▶ [Provided passage]:
--- start ---

LADIES WHO LURCH
The Lord Chamberlain took a bit of handling to let this play’s louche presumptions of extramarital liaisons be flaunted onstage: and one public morality campaigner shouted from the box at its premiere when he did let its suggestion of female sex-before-marriage creep pas them . It shows us two wives of ten settled years’ standing, their dull safe amiable husbands off playing golf in Chichester, being stirred to romantic panic by the impending visit of a Frenchman – Maurice! – who had flings with each of them before their marriages. Fred and Bill once briskly dispatched to the golf, the women spend the day and evening agonizing over whether to run away from temptation, or confront their old lover with virtuous assurances that they love their husbands even though the grand passion has settled to “happiness and tranquillity devoid of all violent emotions outside golf”

--- end ---

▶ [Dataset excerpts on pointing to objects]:
--- start ---

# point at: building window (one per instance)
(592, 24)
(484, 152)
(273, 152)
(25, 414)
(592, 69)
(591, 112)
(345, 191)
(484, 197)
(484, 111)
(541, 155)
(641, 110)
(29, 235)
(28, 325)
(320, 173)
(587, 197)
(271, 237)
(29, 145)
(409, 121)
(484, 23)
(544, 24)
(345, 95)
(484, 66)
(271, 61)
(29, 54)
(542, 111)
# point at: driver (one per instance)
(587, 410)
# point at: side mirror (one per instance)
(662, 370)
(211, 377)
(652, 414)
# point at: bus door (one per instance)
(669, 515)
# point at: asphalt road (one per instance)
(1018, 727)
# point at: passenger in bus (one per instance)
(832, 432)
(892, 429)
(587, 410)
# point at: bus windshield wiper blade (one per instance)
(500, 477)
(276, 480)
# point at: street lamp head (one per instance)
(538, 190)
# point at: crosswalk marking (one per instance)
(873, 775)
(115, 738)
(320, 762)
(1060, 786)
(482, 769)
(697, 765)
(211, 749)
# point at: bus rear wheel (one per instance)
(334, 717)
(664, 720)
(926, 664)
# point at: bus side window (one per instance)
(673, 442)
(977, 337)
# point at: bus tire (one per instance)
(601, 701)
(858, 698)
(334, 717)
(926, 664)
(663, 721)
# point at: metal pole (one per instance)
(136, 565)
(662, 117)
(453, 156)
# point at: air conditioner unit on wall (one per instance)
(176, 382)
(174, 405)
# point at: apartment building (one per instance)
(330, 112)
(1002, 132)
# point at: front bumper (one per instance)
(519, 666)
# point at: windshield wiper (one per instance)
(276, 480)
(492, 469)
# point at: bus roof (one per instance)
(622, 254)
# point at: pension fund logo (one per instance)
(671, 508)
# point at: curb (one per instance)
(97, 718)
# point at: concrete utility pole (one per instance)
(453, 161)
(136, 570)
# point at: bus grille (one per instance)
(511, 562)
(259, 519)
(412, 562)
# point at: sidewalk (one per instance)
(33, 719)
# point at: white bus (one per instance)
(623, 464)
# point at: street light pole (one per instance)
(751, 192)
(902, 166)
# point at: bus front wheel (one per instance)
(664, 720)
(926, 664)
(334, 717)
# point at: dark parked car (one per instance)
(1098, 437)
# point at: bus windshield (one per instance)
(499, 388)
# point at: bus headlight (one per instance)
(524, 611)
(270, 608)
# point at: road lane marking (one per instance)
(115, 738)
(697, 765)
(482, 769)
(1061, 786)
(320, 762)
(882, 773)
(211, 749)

--- end ---

▶ [Task brief]:
Continue the theater review of the play about two wives awaiting their old French lover, starting after its last sentence.

▶ [Answer for this exercise]:
As memory unrolls and faint half-acknowledged rivalries surface – there’s Pisa, Venice, and a deeply regretted row over a salami sandwich – they move between maudlin and yearning nervousness, and at one stage Coward gives us a tour de force of pas-devant the servants non-sequiturs while the maid (we’ll come to her, oh yes) serves a four course dinner at which they plan to be elegantly surprised by the man’s arrival: a performative “sistahs before mistahs” assurance to him that they’re well over him, oh yes. .This bonding, quarreling, and reckless drinking lasts through the bravura first half – Janie Dee and Alexandra Gilbreath well up to it – with not a man in sight. Then in the brief second half all three baffled or artful males are on stage to hear a number of truths, accusations and lies, and each more or less say their piece.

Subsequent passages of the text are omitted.